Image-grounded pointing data

%%

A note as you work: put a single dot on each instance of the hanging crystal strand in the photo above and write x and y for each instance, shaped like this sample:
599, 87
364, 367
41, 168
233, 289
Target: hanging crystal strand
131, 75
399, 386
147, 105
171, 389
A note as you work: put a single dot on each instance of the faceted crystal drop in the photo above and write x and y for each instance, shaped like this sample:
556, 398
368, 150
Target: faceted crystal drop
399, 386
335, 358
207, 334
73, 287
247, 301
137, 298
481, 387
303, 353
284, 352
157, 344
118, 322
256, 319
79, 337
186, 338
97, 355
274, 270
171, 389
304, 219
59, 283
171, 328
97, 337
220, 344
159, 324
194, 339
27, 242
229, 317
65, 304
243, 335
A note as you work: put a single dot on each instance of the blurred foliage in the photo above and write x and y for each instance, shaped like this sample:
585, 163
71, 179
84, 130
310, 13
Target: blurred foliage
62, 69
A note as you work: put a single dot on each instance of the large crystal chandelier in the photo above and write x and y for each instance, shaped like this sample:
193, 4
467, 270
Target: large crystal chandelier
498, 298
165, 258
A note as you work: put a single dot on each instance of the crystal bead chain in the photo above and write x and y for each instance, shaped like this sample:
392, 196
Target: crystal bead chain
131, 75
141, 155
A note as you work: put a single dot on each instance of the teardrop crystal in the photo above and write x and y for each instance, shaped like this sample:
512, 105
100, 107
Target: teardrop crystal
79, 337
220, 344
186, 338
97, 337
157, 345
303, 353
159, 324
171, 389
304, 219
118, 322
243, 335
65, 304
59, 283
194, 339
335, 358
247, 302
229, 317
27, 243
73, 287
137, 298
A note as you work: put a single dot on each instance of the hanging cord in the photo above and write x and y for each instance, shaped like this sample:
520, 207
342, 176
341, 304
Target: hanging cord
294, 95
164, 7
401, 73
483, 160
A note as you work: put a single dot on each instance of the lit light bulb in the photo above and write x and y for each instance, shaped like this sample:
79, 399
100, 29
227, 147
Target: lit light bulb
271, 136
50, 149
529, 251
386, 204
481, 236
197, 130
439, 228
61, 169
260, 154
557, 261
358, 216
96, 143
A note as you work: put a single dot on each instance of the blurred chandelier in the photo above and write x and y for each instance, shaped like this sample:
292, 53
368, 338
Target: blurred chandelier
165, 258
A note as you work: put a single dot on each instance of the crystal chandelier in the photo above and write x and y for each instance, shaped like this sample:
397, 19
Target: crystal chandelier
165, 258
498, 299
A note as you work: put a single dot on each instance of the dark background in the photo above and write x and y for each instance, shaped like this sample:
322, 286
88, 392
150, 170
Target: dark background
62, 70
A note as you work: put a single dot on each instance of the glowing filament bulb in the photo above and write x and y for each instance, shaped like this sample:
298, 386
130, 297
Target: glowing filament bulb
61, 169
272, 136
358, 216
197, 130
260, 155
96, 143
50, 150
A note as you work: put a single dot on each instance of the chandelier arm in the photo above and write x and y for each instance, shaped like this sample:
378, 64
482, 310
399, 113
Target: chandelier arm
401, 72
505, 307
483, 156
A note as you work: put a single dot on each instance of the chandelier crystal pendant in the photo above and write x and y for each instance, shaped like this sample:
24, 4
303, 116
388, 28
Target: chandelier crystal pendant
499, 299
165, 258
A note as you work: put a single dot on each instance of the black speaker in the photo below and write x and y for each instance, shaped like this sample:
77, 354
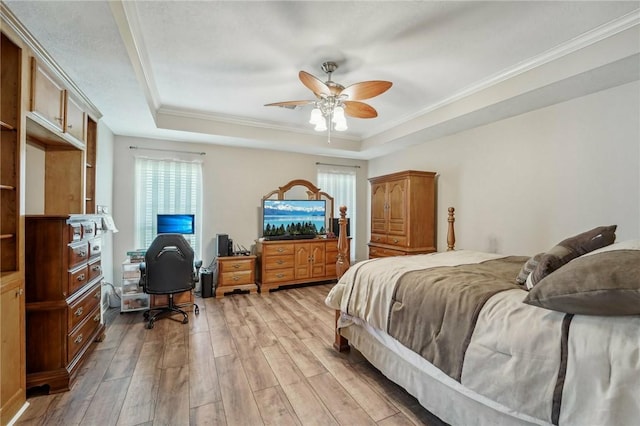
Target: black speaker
335, 226
222, 245
206, 282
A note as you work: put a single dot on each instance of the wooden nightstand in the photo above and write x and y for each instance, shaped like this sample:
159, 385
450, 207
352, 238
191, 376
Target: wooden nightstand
236, 273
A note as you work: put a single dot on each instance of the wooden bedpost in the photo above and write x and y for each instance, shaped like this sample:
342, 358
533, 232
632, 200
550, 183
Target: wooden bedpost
451, 235
342, 264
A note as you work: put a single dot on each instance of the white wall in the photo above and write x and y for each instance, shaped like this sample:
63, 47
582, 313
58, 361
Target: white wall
522, 184
235, 180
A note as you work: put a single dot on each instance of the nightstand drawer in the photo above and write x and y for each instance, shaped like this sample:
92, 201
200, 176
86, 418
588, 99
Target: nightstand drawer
236, 278
232, 265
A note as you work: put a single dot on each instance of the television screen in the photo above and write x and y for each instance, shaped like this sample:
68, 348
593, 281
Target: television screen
293, 218
176, 224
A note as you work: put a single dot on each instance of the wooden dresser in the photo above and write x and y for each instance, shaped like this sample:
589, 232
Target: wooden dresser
63, 281
282, 263
402, 214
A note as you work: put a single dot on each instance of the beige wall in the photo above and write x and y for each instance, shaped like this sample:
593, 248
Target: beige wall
235, 180
522, 184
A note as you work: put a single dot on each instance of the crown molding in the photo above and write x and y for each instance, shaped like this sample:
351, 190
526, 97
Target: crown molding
41, 53
587, 39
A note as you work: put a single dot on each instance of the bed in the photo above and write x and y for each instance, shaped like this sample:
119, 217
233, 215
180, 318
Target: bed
487, 339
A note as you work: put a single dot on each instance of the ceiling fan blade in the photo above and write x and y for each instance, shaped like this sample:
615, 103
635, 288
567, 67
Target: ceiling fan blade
366, 89
313, 84
290, 104
359, 109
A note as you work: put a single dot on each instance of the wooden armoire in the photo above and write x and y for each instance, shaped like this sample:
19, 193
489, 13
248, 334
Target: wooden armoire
402, 214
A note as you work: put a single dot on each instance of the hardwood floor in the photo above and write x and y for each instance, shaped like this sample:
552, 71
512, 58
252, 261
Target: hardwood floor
245, 360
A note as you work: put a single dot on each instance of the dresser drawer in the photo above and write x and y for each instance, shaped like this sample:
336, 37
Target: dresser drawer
278, 275
397, 240
79, 309
82, 335
230, 265
378, 238
95, 247
279, 262
278, 249
78, 253
77, 279
235, 278
95, 269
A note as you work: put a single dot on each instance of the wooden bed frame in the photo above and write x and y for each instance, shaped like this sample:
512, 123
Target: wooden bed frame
340, 343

%%

--- PROBLEM REQUIREMENTS ---
Every word of the data should be reproduced exactly; please omit any pictures.

--- WRITTEN REPLY ---
A note as you work: put a single dot on each instance of the hanging crystal strand in the photo above and write x and y for each instance, shaped like this sample:
599, 87
364, 367
41, 168
233, 289
Target: hanging crystal strand
131, 75
399, 386
147, 105
171, 389
A note as you work: put a single dot on each instance of the faceted crystal drop in the photo above and write x and y for each instance, shaped like this sample:
556, 398
368, 150
Target: faceted crystal drop
399, 386
335, 358
207, 334
73, 287
247, 301
137, 298
481, 387
303, 353
284, 352
157, 344
118, 322
256, 319
79, 337
186, 338
97, 355
274, 270
171, 389
304, 219
59, 283
171, 328
97, 337
220, 344
159, 324
194, 339
27, 242
229, 317
65, 304
243, 335
A note as you work: put a single dot on each instance of the blurred foliage in the photo above and write x and y for each instance, shaped like this sample:
585, 163
71, 179
84, 130
310, 13
Target: blurred foliage
62, 69
A note as you work: put a single dot on each instance of the large crystal chandelier in the photo above and write x and y for each instance, shaped like this sample:
193, 4
467, 270
Target: large crystal chandelier
498, 298
165, 258
A note as you work: put a single dot on each instance of the crystal bead chain in the photo above and write x and y for each instance, shaped like this sample:
392, 196
Target: crystal bead chain
131, 75
141, 155
A note as you work: put a single dot on each instance of the teardrop crystal in the photo above and write x and y for each instance, shaped like this sample:
512, 105
100, 107
Target: teardrop crystal
79, 337
220, 344
186, 338
97, 337
157, 345
303, 353
159, 324
171, 389
304, 219
118, 322
243, 335
65, 304
59, 283
194, 339
335, 358
247, 302
229, 317
27, 243
73, 287
137, 298
A note as you work: put a single dot on each instance of the hanging cord in the photo above and write x and y for each instance, shaped like this sample:
520, 207
342, 176
341, 304
Target: hanging cord
294, 95
164, 7
401, 73
483, 160
A note as you work: put a single dot on each instance of the lit light bulb in the photo above and write x and y for each instance, shaped like this sample:
79, 399
100, 29
227, 147
Target: lit light bulb
271, 136
50, 149
529, 251
386, 204
481, 236
197, 130
439, 228
61, 169
260, 154
557, 261
358, 216
96, 143
A note as you work: put a single dot on each instance of the blurred chandelier in the photo above and write x and y for each instance, shaped like this sample:
292, 53
368, 338
Target: blurred chandelier
165, 258
A note as you work: put a single dot on each instance of the crystal chandelier in the photo above and write x and y for each instance, shaped like this sample:
397, 19
Target: crystal chandelier
165, 258
498, 299
A note as you work: put a single dot on each instance of the dark background in the photo above and write x and y for each instance, shaped like this sample:
322, 286
88, 392
150, 170
Target: dark background
62, 70
A note as you work: put a single dot on each instance of the glowing filament bulb in the photo above and write x and y for each instance, shaped like this sample:
298, 386
130, 297
Target: glowing filament bulb
61, 169
272, 136
358, 216
197, 130
260, 155
96, 143
50, 150
A note as you work: put a single dot on each instance of the chandelier arm in the photo above and write x and y for each instance, shaped like this sample:
378, 64
482, 310
399, 113
Target: chandelier arm
401, 72
505, 307
483, 156
A note as you work: put a single dot on each instance of the chandelier crystal pendant in the photo above and write x and y for each instance, shaped like this sample:
24, 4
303, 116
388, 28
Target: chandelier crystal pendant
499, 299
165, 258
A note as you work: put a single dot on each instance of the black speaker in the photo below and write x and y for each instance, shaped like this sample:
77, 354
Target: black speaker
335, 226
222, 245
206, 282
A note as you work: put a single dot on each instance of the wooden nightstand in the photo above and write x and y for each instance, shaped like this sample:
159, 385
450, 207
352, 238
191, 376
Target: wooden nightstand
236, 273
A note as you work: put a single dot on each instance of the wooden bedpost in the photo above and write x and y for each instance, shaped like this sample:
342, 358
533, 232
632, 200
550, 183
Target: wooden bedpost
451, 235
342, 264
A note as you work: put a single dot on each instance of the white wall in the photo above and write x and y for each instance, shaped like this sample:
63, 47
582, 313
58, 361
Target: white wall
522, 184
235, 180
A note as you work: put a single dot on each instance of the nightstand drawer in the photo above and write x and y for each instance, shaped like this sample:
92, 201
200, 176
86, 418
588, 99
Target: nightstand drawer
236, 278
232, 265
A note as you work: put a single dot on each instance of the television screen in the photo above and write x and y for each instance, shaped like this sample:
68, 348
593, 281
Target: television screen
293, 218
176, 224
A note as you work: put a single dot on each instance of the wooden dresser in the photo above and write x and y for each instance, shaped like this sample:
589, 232
Target: wooden dresser
63, 281
282, 263
402, 214
A note as you work: put a single dot on each instance of the beige wall in the photo above and write x and y for each instance, shaped like this sample:
593, 248
Target: beige wall
235, 180
522, 184
A note as you work: put a single dot on each instance of the crown molding in the photo above and write x and y for each instance, shaped like this sample:
351, 190
526, 97
Target: crown molding
41, 53
587, 39
A note as you work: put a single dot on each instance of the bed in the photo above and write x and y for each instance, shaped like this sample:
119, 217
233, 215
180, 318
Target: bed
487, 339
A note as you work: put a single dot on each instance of the ceiling fan blade in the photo above and write x and y for each instance, shaped like this sample:
615, 103
635, 288
567, 67
Target: ceiling fan blade
366, 89
313, 84
290, 104
359, 109
A note as you work: put a single dot on each instance of the wooden armoire in the photo above and write x and y for each instance, shaped like this sample:
19, 193
489, 13
248, 334
Target: wooden armoire
402, 214
A note as you work: put a single dot on each instance of the hardwood floor in the photo above and write x and y for each instance, shaped like this sample:
552, 71
512, 58
252, 261
Target: hardwood floor
245, 360
A note as you work: put a single dot on each instance of the dresser drawer in the photo above and write x and y for each instance, shaped like this sample:
336, 37
Target: dresser drawer
278, 275
397, 240
79, 309
82, 335
230, 265
378, 238
95, 247
279, 262
278, 249
78, 253
77, 279
235, 278
95, 269
A note as you work: put a single dot on each instance of the wooden bed frame in the photo above and write x and y for each instance, shaped like this sample:
512, 123
Target: wooden bed frame
340, 343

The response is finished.